Problem details - Each line of the material below should be reproduced exactly.
______________________________
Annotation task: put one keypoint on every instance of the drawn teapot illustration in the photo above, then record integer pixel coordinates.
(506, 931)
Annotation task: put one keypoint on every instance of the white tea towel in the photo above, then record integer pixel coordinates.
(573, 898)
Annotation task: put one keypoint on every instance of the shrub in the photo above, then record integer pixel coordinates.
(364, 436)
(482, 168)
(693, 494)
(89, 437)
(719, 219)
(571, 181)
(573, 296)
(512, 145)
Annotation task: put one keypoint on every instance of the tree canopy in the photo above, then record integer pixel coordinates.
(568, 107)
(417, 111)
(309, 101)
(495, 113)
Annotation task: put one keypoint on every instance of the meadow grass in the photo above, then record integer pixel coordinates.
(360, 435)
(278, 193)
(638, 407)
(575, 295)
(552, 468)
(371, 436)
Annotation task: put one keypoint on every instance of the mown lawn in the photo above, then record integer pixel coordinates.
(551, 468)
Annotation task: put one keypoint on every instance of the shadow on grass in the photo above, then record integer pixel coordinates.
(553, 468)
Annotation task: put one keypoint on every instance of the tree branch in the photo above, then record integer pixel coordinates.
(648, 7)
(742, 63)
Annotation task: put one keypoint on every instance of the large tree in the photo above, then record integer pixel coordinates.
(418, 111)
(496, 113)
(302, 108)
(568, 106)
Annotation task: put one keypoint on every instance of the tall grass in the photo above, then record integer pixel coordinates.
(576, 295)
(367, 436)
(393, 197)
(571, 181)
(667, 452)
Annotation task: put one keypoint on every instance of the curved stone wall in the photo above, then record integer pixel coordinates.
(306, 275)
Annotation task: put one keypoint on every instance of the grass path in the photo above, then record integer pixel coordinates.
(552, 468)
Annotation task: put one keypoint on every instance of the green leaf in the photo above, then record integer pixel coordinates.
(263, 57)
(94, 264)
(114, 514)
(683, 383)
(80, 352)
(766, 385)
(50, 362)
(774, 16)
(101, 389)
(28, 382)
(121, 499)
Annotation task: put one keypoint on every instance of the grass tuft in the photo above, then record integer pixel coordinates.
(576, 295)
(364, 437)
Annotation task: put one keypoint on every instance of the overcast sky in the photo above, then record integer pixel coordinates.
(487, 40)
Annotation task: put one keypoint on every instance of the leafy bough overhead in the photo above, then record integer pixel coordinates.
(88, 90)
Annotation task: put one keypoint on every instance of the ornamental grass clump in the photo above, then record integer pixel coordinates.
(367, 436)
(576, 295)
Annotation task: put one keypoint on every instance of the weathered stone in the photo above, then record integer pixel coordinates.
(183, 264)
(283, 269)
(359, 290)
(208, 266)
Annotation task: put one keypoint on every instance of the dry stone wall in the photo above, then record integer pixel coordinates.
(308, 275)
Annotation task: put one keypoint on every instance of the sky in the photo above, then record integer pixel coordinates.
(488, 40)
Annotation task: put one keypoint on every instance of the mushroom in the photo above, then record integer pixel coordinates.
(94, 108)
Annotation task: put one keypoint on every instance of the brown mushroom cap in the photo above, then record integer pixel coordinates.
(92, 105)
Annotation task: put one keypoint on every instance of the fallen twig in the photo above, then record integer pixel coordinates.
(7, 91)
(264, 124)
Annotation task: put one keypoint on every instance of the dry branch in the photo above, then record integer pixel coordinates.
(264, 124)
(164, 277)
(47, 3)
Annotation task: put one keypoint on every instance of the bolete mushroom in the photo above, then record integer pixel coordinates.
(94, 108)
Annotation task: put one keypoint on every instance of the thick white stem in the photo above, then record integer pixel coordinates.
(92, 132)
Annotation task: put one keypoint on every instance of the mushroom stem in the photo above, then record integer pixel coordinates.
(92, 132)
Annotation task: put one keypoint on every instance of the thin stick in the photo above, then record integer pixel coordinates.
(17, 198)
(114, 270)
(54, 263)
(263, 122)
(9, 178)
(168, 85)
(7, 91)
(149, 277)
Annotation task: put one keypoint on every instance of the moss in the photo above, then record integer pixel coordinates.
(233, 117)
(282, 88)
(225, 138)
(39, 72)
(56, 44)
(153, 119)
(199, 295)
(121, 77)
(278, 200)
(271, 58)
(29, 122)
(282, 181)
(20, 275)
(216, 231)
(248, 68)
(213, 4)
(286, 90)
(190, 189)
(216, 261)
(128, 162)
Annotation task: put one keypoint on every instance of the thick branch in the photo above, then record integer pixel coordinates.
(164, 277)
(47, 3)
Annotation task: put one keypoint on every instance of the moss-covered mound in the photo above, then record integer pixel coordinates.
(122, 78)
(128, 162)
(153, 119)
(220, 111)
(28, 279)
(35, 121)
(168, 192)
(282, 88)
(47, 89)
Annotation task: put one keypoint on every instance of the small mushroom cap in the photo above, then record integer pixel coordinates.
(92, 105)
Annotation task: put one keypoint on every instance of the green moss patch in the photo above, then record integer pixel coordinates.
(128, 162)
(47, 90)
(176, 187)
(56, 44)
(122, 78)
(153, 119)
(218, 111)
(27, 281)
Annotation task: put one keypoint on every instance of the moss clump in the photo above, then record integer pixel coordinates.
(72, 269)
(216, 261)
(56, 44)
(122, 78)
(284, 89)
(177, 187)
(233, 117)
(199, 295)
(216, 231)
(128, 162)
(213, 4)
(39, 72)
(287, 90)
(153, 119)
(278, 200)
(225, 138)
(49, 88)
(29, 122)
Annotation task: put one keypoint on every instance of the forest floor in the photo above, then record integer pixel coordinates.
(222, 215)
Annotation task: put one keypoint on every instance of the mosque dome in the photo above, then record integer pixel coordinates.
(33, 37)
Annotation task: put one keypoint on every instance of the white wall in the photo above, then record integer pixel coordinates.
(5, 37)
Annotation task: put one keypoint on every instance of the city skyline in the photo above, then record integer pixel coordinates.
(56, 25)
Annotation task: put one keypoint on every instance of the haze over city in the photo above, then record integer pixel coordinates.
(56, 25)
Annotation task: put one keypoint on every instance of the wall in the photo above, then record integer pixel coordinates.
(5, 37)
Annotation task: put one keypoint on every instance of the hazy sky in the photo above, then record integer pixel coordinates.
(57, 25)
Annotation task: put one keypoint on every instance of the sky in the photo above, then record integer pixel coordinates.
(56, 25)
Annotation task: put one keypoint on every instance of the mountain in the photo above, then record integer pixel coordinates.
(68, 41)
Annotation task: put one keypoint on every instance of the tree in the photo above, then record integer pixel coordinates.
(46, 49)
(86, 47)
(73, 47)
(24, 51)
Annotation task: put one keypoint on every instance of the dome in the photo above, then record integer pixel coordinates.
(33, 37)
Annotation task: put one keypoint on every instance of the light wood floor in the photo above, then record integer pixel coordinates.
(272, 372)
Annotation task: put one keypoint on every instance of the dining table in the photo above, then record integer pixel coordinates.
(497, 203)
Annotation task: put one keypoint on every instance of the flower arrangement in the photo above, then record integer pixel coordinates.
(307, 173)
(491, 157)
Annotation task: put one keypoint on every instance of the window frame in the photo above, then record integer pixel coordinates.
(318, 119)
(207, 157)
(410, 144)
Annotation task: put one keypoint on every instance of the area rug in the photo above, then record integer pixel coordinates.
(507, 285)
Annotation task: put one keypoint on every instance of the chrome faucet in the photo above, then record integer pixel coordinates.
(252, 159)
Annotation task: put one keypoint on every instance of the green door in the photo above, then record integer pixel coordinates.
______________________________
Answer for this exercise -
Annotation task: put one keypoint on every instance of the drawn teapot illustration in the photo above, then record integer pixel coordinates.
(506, 931)
Annotation task: put one keypoint on every instance of the white tea towel in the photo above, then record integer pixel coordinates.
(573, 898)
Annotation task: put one keypoint on every instance of the shrub in the photo above, then record integer pixel coordinates.
(364, 436)
(482, 168)
(693, 494)
(89, 437)
(719, 219)
(571, 181)
(573, 296)
(512, 145)
Annotation task: put one keypoint on every instance of the tree canopy in the photo above, then record integer pixel coordinates.
(568, 107)
(417, 111)
(309, 101)
(495, 113)
Annotation task: put one keypoint on every instance of the meadow grass in the photo above, then record integer pixel coordinates.
(360, 435)
(278, 193)
(638, 407)
(575, 295)
(552, 468)
(371, 436)
Annotation task: put one keypoint on every instance of the mown lawn in the photo above, then record integer pixel coordinates.
(551, 468)
Annotation task: put one keypoint on every instance of the shadow on grass in the photo above, then record integer pixel coordinates.
(553, 468)
Annotation task: put one keypoint on every instance of the tree branch in the photo above, then record integer pixel coordinates.
(648, 7)
(742, 63)
Annotation task: put one keypoint on every instance of the large tree in the photo above, then record integer pixel coordinates.
(418, 111)
(496, 113)
(302, 108)
(568, 106)
Annotation task: put one keypoint on every instance of the tall grass in the photo above, then record integer pixel coordinates.
(576, 295)
(367, 436)
(393, 197)
(571, 181)
(667, 452)
Annotation task: put one keypoint on every instance of the curved stone wall in the photo above, then record integer pixel coordinates.
(306, 275)
Annotation task: put one keypoint on every instance of the grass path in the photo above, then record integer pixel coordinates.
(552, 468)
Annotation task: put one keypoint on every instance of the green leaf in the photo above, then record integer pixel coordinates.
(263, 57)
(94, 264)
(114, 514)
(683, 383)
(80, 352)
(766, 385)
(50, 362)
(774, 16)
(101, 389)
(28, 382)
(121, 499)
Annotation task: put one keypoint on every instance of the grass tuft in the photo above, then record integer pixel coordinates.
(576, 295)
(364, 437)
Annotation task: put one keypoint on every instance of the overcast sky in the photo above, then record integer pixel coordinates.
(487, 40)
Annotation task: put one keypoint on every instance of the leafy bough overhead in the photo above, then record integer pixel coordinates.
(88, 90)
Annotation task: put one keypoint on every instance of the ornamental grass clump in the photo above, then record integer pixel coordinates.
(367, 436)
(576, 295)
Annotation task: put one keypoint on every instance of the weathered stone in the photo above, then record integer pixel coordinates.
(183, 264)
(283, 269)
(359, 290)
(208, 266)
Annotation task: put one keypoint on every instance of the dry stone wall in the photo above, then record integer pixel coordinates.
(308, 275)
Annotation task: put one keypoint on every instance of the sky in the photo above, then record integer pixel coordinates.
(488, 40)
Annotation task: put one keypoint on every instance of the mushroom in the photo above, then record integer pixel coordinates.
(94, 108)
Annotation task: put one keypoint on every instance of the brown mushroom cap in the photo above, then record integer pixel coordinates.
(92, 105)
Annotation task: put one keypoint on every instance of the fallen twig in the photo above, then record integer pixel coordinates.
(7, 91)
(264, 124)
Annotation task: put one keypoint on every instance of the dry branch in the photo above, then record integer pixel coordinates.
(264, 124)
(164, 277)
(47, 3)
Annotation task: put one keypoint on every instance of the bolete mushroom in the photo above, then record integer pixel coordinates.
(94, 108)
Annotation task: put one keypoint on every instance of the thick white stem in the photo above, then record integer pixel coordinates.
(92, 132)
Annotation task: put one keypoint on every instance of the mushroom stem in the photo above, then record integer pixel coordinates.
(92, 132)
Annotation task: put one keypoint on every instance of the thin stick in the photo above, then record integer pixel coordinates.
(17, 198)
(114, 270)
(54, 263)
(263, 122)
(9, 178)
(168, 85)
(7, 91)
(149, 277)
Annotation task: put one keypoint on every instance of the moss in the photo above, then record integer pixel coordinates.
(233, 117)
(282, 88)
(225, 138)
(39, 72)
(56, 44)
(153, 119)
(199, 295)
(121, 77)
(278, 200)
(271, 58)
(29, 122)
(282, 181)
(20, 275)
(216, 231)
(248, 68)
(213, 4)
(286, 90)
(190, 189)
(216, 261)
(128, 162)
Annotation task: put one keypoint on every instance of the thick branch in the photo above, then record integer pixel coordinates.
(164, 277)
(47, 3)
Annotation task: put one keypoint on every instance of the moss-covered mound in the photo above, then record integer pixel coordinates.
(122, 78)
(128, 162)
(153, 119)
(220, 111)
(28, 279)
(35, 121)
(168, 192)
(282, 88)
(47, 89)
Annotation task: put one keypoint on every instance of the small mushroom cap in the photo above, then record integer pixel coordinates.
(92, 105)
Annotation task: put one keypoint on every instance of the green moss patch in the photo above, then record integer pixel coordinates.
(128, 162)
(47, 90)
(176, 187)
(56, 44)
(122, 78)
(153, 119)
(218, 111)
(27, 281)
Annotation task: put one keypoint on every instance of the moss clump in the photo above, then record integer pixel coordinates.
(72, 269)
(216, 261)
(56, 44)
(122, 78)
(284, 89)
(177, 187)
(233, 117)
(199, 295)
(216, 231)
(128, 162)
(213, 4)
(39, 72)
(287, 90)
(153, 119)
(278, 200)
(225, 138)
(49, 88)
(29, 122)
Annotation task: put one keypoint on every instance of the forest floor in the photo above, then record integer pixel coordinates.
(222, 215)
Annotation task: put one keypoint on every instance of the mosque dome in the photo above, then record integer pixel coordinates.
(33, 37)
Annotation task: put one keypoint on every instance of the white wall in the photo above, then record integer pixel coordinates.
(5, 37)
Annotation task: put one keypoint on every instance of the city skyline in the photo above, then record integer pixel coordinates.
(56, 25)
Annotation task: put one keypoint on every instance of the haze over city in the photo above, then record integer pixel coordinates.
(56, 25)
Annotation task: put one keypoint on every instance of the wall in the photo above, then record integer pixel coordinates.
(5, 37)
Annotation task: put one keypoint on every instance of the hazy sky in the photo above, then record integer pixel coordinates.
(57, 25)
Annotation task: put one keypoint on every instance of the sky in the photo above, then record integer pixel coordinates.
(56, 25)
Annotation task: put one keypoint on every instance of the mountain in the photo above, then record integer pixel coordinates.
(68, 41)
Annotation task: put one keypoint on every instance of the tree in the photo above, then record integer pixel coordinates.
(46, 49)
(86, 47)
(73, 47)
(24, 51)
Annotation task: put one keypoint on every instance of the dome in the photo above, then record integer pixel coordinates.
(33, 37)
Annotation task: put one keypoint on every instance of the light wood floor in the photo above, then record integer pixel coordinates.
(272, 372)
Annotation task: put one keypoint on every instance of the dining table in the photo above, then record integer pixel coordinates.
(497, 203)
Annotation task: put one keypoint on every instance of the flower arrangement in the photo above, then record integer pixel coordinates.
(307, 173)
(491, 157)
Annotation task: put one keypoint on every instance of the window frame in the photo above, then record integer pixel coordinates.
(318, 119)
(207, 157)
(410, 144)
Annotation task: put one keypoint on every instance of the area rug in the photo above, then record integer pixel coordinates.
(507, 285)
Annotation task: put one keypoint on every instance of the chrome faucet in the photo above, then record integer pixel coordinates.
(252, 159)
Annotation task: put one keypoint on every instance of the green door in the photo above, then record integer pixel coordinates.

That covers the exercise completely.